Recast every line in the rows below as a Markdown table with the columns No. and Line, numbering the lines in order and skipping any blank ones. Leave the pictures out of the table.

## Listing
= = =

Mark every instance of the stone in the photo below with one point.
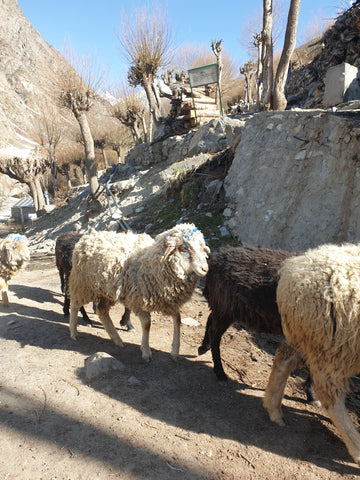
(295, 192)
(341, 84)
(100, 364)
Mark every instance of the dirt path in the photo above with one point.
(176, 423)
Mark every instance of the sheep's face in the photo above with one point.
(188, 253)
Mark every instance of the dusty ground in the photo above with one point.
(178, 424)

= = =

## Solution to the problem
| No. | Line |
|---|---|
| 1 | Mark every instance of the stone in the photo below with one point. |
| 2 | (295, 192) |
| 3 | (341, 84) |
| 4 | (100, 364) |
| 5 | Mark every instance of the dirt path in the photo above with one point. |
| 6 | (176, 423) |
| 7 | Mark every instance of the sheep's face in the photo above with one point. |
| 8 | (188, 253) |
| 9 | Mark every instance of the dusty ground in the photo above with one point. |
| 10 | (178, 424) |